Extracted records
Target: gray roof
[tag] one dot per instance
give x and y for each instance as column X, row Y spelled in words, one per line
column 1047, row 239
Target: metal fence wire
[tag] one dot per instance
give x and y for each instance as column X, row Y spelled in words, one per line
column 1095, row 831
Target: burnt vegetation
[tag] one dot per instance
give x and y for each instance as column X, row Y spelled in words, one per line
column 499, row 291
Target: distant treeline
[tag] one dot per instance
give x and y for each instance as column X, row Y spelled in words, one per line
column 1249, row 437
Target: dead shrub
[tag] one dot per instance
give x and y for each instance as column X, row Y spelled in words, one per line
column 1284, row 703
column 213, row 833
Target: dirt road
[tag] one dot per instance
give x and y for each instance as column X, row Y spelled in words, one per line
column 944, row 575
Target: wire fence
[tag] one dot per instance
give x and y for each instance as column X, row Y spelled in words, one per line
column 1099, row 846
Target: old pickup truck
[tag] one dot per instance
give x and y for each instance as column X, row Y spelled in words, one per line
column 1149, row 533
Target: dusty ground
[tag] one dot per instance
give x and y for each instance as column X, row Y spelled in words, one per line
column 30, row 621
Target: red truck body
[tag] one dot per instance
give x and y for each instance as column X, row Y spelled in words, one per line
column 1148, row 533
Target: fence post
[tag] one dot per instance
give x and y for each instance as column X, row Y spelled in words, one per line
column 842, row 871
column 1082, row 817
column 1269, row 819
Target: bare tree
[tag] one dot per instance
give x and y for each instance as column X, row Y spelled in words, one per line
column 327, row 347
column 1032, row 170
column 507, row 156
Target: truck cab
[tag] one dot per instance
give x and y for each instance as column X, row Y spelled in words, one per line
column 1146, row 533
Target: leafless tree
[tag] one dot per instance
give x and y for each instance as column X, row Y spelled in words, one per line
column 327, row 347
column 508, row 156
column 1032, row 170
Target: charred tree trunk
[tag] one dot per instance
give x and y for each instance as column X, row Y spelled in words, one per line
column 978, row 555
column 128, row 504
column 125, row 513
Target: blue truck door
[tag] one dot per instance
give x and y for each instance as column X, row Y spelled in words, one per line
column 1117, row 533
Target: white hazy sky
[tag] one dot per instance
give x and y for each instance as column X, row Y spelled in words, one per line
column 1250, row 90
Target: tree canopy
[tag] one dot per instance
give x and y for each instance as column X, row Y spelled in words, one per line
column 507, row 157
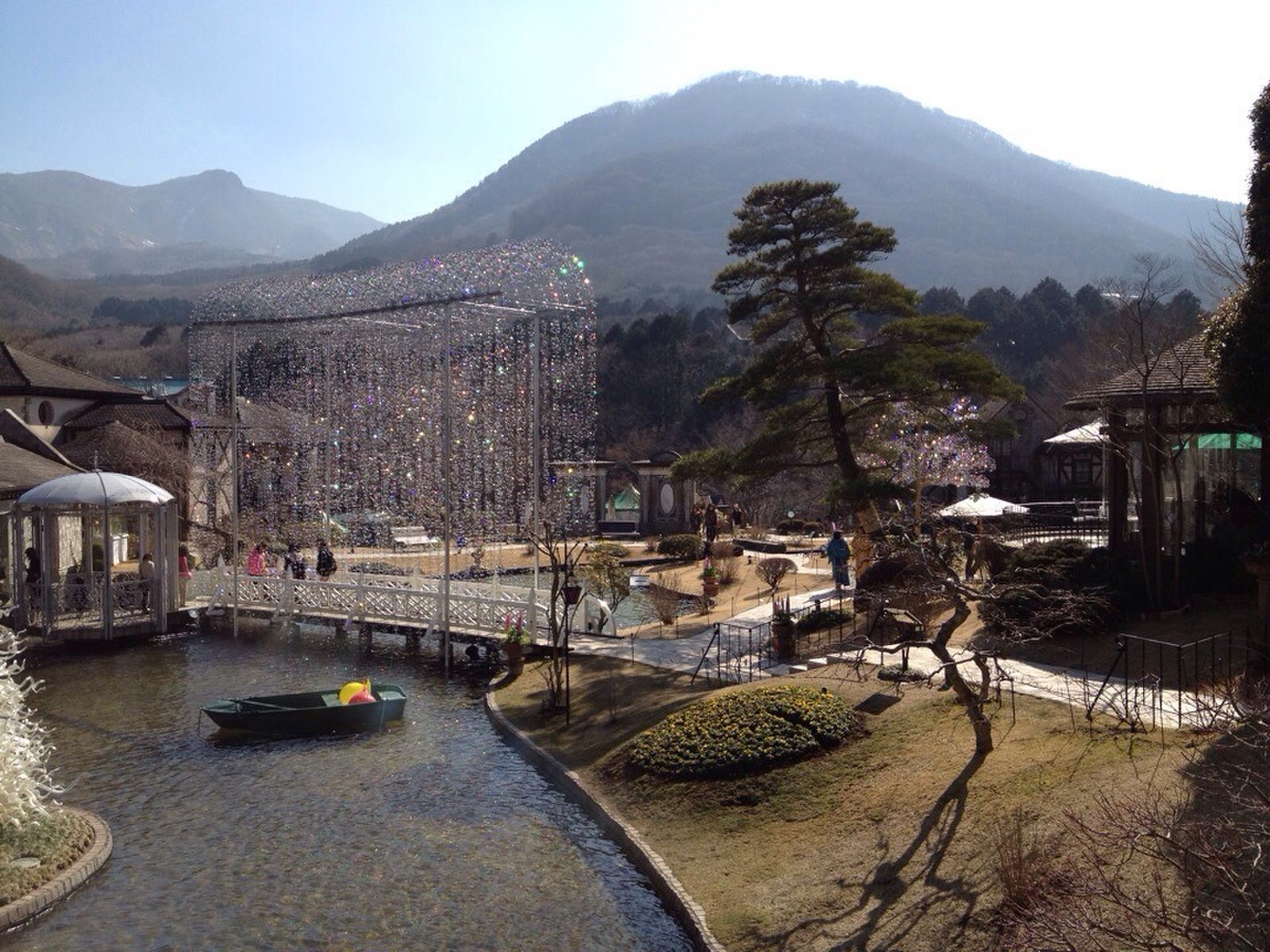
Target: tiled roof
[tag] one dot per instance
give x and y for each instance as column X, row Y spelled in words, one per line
column 19, row 435
column 22, row 374
column 21, row 470
column 1183, row 374
column 264, row 423
column 144, row 416
column 121, row 448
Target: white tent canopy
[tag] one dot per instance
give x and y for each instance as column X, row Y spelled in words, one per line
column 1091, row 433
column 982, row 505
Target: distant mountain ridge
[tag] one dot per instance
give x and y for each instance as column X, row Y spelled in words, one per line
column 67, row 225
column 645, row 192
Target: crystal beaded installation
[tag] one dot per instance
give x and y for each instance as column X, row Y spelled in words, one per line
column 348, row 409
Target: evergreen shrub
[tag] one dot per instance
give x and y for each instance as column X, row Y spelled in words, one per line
column 683, row 546
column 745, row 733
column 823, row 619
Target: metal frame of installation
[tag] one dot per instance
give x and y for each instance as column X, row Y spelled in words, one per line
column 432, row 391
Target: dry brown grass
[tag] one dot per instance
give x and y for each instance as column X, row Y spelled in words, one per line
column 884, row 844
column 57, row 842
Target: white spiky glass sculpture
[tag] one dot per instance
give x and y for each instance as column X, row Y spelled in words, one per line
column 25, row 785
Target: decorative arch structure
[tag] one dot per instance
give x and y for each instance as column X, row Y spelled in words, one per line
column 89, row 532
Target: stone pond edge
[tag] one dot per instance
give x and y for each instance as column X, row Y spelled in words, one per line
column 681, row 905
column 22, row 911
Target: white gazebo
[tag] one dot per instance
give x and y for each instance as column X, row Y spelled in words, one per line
column 89, row 532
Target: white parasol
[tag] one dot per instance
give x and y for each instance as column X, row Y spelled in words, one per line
column 982, row 505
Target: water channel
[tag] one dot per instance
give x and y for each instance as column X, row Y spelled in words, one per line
column 433, row 835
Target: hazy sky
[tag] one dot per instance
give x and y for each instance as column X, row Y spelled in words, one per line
column 393, row 107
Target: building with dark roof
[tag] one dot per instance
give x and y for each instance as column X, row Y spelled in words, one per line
column 1174, row 465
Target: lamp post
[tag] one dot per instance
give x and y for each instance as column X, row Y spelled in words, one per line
column 572, row 597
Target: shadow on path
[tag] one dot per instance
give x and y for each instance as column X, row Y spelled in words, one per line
column 880, row 895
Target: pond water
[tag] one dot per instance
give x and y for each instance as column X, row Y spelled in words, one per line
column 433, row 835
column 638, row 608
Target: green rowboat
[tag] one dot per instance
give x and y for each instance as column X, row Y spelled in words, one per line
column 309, row 712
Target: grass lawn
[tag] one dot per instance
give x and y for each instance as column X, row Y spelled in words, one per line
column 56, row 842
column 887, row 842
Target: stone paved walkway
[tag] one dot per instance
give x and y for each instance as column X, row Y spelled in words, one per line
column 1153, row 708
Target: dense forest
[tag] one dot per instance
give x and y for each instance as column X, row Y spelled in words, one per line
column 653, row 366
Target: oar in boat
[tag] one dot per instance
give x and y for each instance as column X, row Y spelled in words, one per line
column 260, row 704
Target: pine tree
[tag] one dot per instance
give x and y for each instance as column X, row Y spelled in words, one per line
column 1238, row 333
column 836, row 344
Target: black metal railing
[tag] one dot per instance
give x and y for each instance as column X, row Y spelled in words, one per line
column 1203, row 670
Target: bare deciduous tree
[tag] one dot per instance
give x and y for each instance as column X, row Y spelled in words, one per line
column 1221, row 251
column 1172, row 869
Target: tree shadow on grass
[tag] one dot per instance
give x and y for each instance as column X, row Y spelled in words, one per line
column 892, row 881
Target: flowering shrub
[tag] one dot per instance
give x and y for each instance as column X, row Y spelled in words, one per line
column 745, row 733
column 514, row 631
column 25, row 780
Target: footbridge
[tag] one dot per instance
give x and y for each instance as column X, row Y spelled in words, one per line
column 479, row 611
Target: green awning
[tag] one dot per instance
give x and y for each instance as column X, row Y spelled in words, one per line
column 626, row 501
column 1222, row 441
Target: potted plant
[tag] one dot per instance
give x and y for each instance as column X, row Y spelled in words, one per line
column 516, row 636
column 783, row 630
column 709, row 579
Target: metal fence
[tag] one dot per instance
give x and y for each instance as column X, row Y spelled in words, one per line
column 1146, row 673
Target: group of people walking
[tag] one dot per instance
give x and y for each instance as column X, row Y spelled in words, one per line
column 706, row 518
column 260, row 562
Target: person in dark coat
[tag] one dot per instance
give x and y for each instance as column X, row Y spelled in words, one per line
column 711, row 522
column 325, row 562
column 294, row 562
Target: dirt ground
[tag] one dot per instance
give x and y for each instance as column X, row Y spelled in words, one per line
column 747, row 592
column 887, row 843
column 1203, row 617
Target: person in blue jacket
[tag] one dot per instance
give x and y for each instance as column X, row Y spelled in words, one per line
column 838, row 554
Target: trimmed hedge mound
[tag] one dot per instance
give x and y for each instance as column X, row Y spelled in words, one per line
column 745, row 733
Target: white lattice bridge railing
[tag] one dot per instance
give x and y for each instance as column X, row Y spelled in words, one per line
column 356, row 598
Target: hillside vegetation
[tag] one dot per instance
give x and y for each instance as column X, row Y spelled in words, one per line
column 645, row 192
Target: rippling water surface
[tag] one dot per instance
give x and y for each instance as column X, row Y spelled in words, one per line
column 431, row 835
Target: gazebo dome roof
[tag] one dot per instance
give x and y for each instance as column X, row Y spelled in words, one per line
column 94, row 489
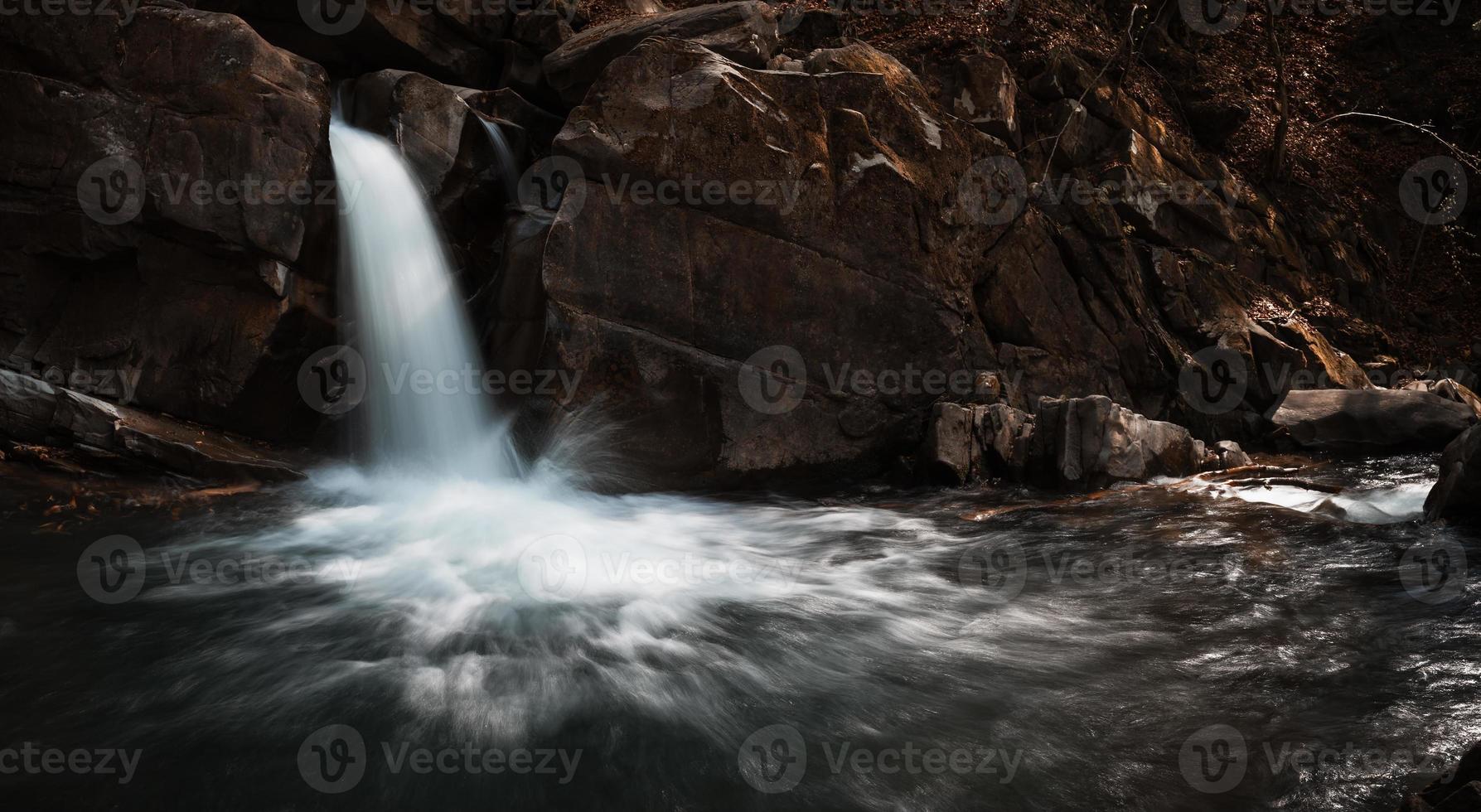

▶ **Stated goal**
Substitute "one point per instance" for "one dot per instance" everywhere in the data above, leaving everything else unchanged, and omit the pictures from your answer.

▶ **Exercise result**
Target: gray roof
[tag] one point per instance
give x and y for each instance as column X, row Y spelled in words, one per line
column 1047, row 239
Target: metal fence wire
[tag] one point per instance
give x and y for each instance as column X, row Y spelled in words, one per line
column 1095, row 831
Target: burnt vegetation
[tag] one point per instance
give x and y for each instance as column X, row Y spelled in words, one per line
column 499, row 291
Target: distant treeline
[tag] one point per instance
give x and y for each instance as column X, row Y spelled in words, one per line
column 1249, row 437
Target: dead shrub
[tag] one point per instance
give x and y for each instance as column X, row Y spelled in words, one per line
column 1284, row 703
column 213, row 833
Target: dirt road
[tag] one point per instance
give x and y for each instance as column X, row Y spelled in words, one per line
column 944, row 575
Target: wire fence
[tag] one point per instance
give x and y for each instance as column X, row Y spelled in words, one per line
column 1099, row 846
Target: old pickup truck
[tag] one point per instance
give x and y for each instance as column X, row Y spelled in words, one per line
column 1149, row 533
Target: dusty ground
[tag] one point per instance
give x and y for each instance as column X, row Y spelled in words, one per line
column 30, row 621
Target: red truck body
[tag] one point per instance
give x and y for each instance as column X, row Y spelled in words, one per line
column 1148, row 533
Target: fence post
[tag] one point per instance
give x and y for each instance as column X, row Y spelled in words, one per line
column 842, row 871
column 1082, row 817
column 1269, row 819
Target: bare tree
[tag] one point per instance
give x and y for each instance as column X, row Y spelled in words, one per line
column 327, row 347
column 1032, row 170
column 507, row 156
Target: truck cab
[tag] one point per instance
give x and y for each instance as column X, row Y spelled in words, one per line
column 1146, row 533
Target: leafless tree
[tag] one point per instance
give x and y for each instance as column X, row Y spelled in words, one per line
column 327, row 347
column 508, row 156
column 1032, row 170
Target: charred tree trunk
[tag] one point per instance
give x and y for each instance as column X, row Y spelled in words, one per line
column 978, row 555
column 128, row 504
column 125, row 513
Target: blue truck door
[tag] one point per instance
give x and y for each instance as column X, row Y spelled in words, one per line
column 1117, row 533
Target: white hazy sky
[tag] one point per instance
give x and y for each instance as column X, row Y spelled in words, one per line
column 1250, row 90
Target: tree canopy
[tag] one point per instance
give x and y for each instance as column X, row Y spelled in words, one per line
column 507, row 157
Target: tiled roof
[tag] one point per instance
give x and y for each instance as column X, row Y spelled in words, one per line
column 19, row 435
column 22, row 374
column 21, row 470
column 1183, row 374
column 264, row 423
column 144, row 416
column 121, row 448
Target: white tent canopy
[tag] one point per instance
give x and y for each instance as column X, row Y spelled in words, one per line
column 1091, row 433
column 982, row 505
Target: distant mountain ridge
[tag] one point per instance
give x and y for each instance as column X, row Y spelled in words, one per line
column 67, row 225
column 645, row 192
Target: crystal beaded installation
[tag] one point per instance
give x and y for each instance as column X, row Y spelled in words, one per line
column 348, row 409
Target: evergreen shrub
[tag] one point per instance
give x and y for each instance as column X, row Y spelled in words, one per line
column 683, row 546
column 745, row 733
column 823, row 619
Target: metal frame of installation
[tag] one point per instance
give x and y for each instance as column X, row Y spelled in words, one per line
column 432, row 391
Target: dry brown grass
[tag] one point per instance
give x and y for each instance as column X, row Y spelled in words, one per line
column 884, row 844
column 57, row 842
Target: white spiky glass sculpture
[tag] one point per instance
give x and y for each instance as column X, row Y spelled in words, one per line
column 25, row 785
Target: decorative arch structure
[tag] one point per instance
give x and y for each instance as column X, row Y spelled in words, one per line
column 89, row 532
Target: stone pond edge
[tag] one point per instance
give x and y for each instance as column X, row Y spelled in words, one per line
column 681, row 905
column 22, row 911
Target: white gazebo
[tag] one point per instance
give x and y for each instance as column X, row Y spelled in words, one per line
column 89, row 532
Target: white parasol
[tag] one point per instance
give x and y for each instance as column X, row Y spelled in words, one per line
column 982, row 505
Target: water channel
[tag] one point per instance
give x and y for each instance as column X, row Y spelled in words, one per line
column 433, row 835
Target: hazy sky
[tag] one point per instance
give x and y for each instance as column X, row Y spelled in words, one per line
column 393, row 107
Target: building with dark roof
[tag] one point per instance
give x and y for each instance as column X, row Y spelled in words, one per line
column 1174, row 465
Target: lamp post
[tag] one point per instance
give x and y for each instance as column X, row Y spelled in words, one per line
column 572, row 597
Target: shadow on path
[tag] one point per instance
give x and y for each instance as column X, row Y spelled in words, one per line
column 880, row 895
Target: pond water
[tag] one point per instance
give x and y for each instance as column X, row Y spelled in words, one per line
column 433, row 835
column 638, row 608
Target: green rowboat
[tag] one point per instance
give x and y for each instance as column X, row Y spelled in words, one per line
column 309, row 712
Target: grass lawn
[tag] one point per instance
give x and y for each instance as column X, row Y spelled in words, one per line
column 56, row 842
column 887, row 842
Target: stone paved walkway
[tag] one point per instance
give x and y for each instance as column X, row Y spelled in words, one per line
column 1153, row 708
Target: dense forest
[tag] one point per instance
give x and y for each instance as column X, row Y spelled in words, one per line
column 653, row 366
Target: oar in boat
[tag] one point per instance
give x and y for each instance as column X, row Y spelled in words, one per line
column 260, row 704
Target: pine tree
[tag] one point per instance
give x and y for each instance as column X, row Y spelled in words, one per line
column 1238, row 333
column 836, row 344
Target: black metal railing
[tag] one point per instance
give x and y for each instance as column X, row Y spelled in words, one per line
column 1203, row 670
Target: bare deciduous tree
[tag] one point per instance
give x and y for each instance as column X, row Y spelled in words, one per line
column 1221, row 251
column 1172, row 869
Target: tree shadow on grass
[tag] one point per instance
give x and y for each instance as column X, row Y spelled in words, one per line
column 892, row 881
Target: flowering shrub
[tag] one point per instance
give x and y for each instance as column X, row Y spelled in words, one per line
column 745, row 733
column 514, row 631
column 25, row 780
Target: footbridge
[tag] one point per instance
give x and y for each instance as column X, row Y spelled in words, one per line
column 479, row 611
Target: green awning
[tag] one point per instance
give x and y for each instance as column X, row Y spelled in words, one per line
column 626, row 501
column 1222, row 441
Target: potted plant
[tag] one point per instance
give x and y for each instance as column X, row Y spelled in words, one per line
column 516, row 636
column 783, row 630
column 709, row 579
Target: metal fence
[tag] one point per instance
give x and y for each instance as column X, row Y spelled in words, one per line
column 1146, row 673
Target: group of people walking
[tag] one point per instance
give x and y for each instance as column X, row Y spelled in words, one per line
column 706, row 518
column 260, row 562
Target: person in dark coat
[tag] one point per instance
give x and y for each instance as column X, row Y spelled in words, one per line
column 711, row 522
column 325, row 562
column 294, row 562
Target: dirt ground
[tag] one point per instance
give x and y for each instance as column X, row Y spelled in words, one per line
column 747, row 592
column 887, row 843
column 1203, row 617
Target: person in blue jacket
[tag] one point per instance
give x and y for each instance as column X, row Y spelled in words, one per line
column 838, row 554
Target: trimmed hedge mound
[tag] one point per instance
give x and y for each instance as column X, row Y spelled in words, one per line
column 745, row 733
Target: white lattice bridge railing
[tag] one point per instance
give x and y for each instance as column X, row Y spelled in words, one per line
column 356, row 598
Target: hillside vegetation
[tag] one point per instance
give x and y for each instance as column X, row Y spelled in words, one per line
column 645, row 192
Target: rippling water surface
[tag] one point per instance
give x and y for each instance as column X, row Y spelled in words, one per line
column 431, row 835
Target: gazebo dome roof
[tag] one point per instance
give x and y for each instance as column X, row Y spelled in words, one per line
column 94, row 489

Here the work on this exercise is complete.